* [The exercise]
What is needed is an exact copy of the entries below, from the line that contains "Kindly point to the gold" through the final line, both included, and nothing else.

* [Data provided]
• • • • • • •
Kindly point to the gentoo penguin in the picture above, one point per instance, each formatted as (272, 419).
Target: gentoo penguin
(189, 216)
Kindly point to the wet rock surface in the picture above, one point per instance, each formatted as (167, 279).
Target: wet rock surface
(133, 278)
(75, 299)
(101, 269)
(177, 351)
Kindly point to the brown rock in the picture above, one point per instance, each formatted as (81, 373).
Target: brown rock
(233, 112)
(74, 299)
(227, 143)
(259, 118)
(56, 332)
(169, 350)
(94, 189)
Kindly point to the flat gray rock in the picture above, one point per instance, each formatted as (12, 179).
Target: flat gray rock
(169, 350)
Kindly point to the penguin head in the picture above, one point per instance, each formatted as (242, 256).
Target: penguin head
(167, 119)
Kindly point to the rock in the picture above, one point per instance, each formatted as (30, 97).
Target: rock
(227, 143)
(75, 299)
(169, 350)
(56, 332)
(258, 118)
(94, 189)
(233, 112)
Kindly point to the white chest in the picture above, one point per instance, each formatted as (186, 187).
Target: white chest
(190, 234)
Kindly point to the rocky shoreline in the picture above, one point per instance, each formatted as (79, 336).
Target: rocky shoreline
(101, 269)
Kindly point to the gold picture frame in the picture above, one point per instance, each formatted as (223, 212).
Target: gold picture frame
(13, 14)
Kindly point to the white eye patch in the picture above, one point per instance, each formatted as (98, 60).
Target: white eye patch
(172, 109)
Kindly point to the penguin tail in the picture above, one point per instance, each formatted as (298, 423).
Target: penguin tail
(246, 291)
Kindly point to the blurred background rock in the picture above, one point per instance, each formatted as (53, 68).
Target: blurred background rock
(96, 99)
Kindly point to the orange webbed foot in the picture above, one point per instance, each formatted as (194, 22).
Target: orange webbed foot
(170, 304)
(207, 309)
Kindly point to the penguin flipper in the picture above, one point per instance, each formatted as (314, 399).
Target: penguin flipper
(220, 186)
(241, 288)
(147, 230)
• • • • • • •
* [Task result]
Kindly point to the gold picture frame in the picture above, one point per instance, each formatted as (223, 212).
Target: gold picture frame
(13, 14)
Kindly point to the white eye patch in the picture above, one point per instance, each formatted as (98, 60).
Target: white eye patch
(172, 109)
Kindly point to the penguin tail in the picture above, one point per instance, each formatted as (298, 423).
Target: penguin tail
(246, 291)
Kindly point to the blurred background rock in the picture above, one point per instance, each formatted as (53, 68).
Target: blurred background rock
(96, 99)
Kindly point to the orange webbed foot in the picture above, one point per instance, each formatted as (194, 22).
Target: orange webbed foot
(170, 304)
(207, 309)
Kindly point to the penguin flipper in the picture above, one point per instance, each formatted as (314, 399).
Target: penguin flipper
(220, 186)
(241, 288)
(147, 230)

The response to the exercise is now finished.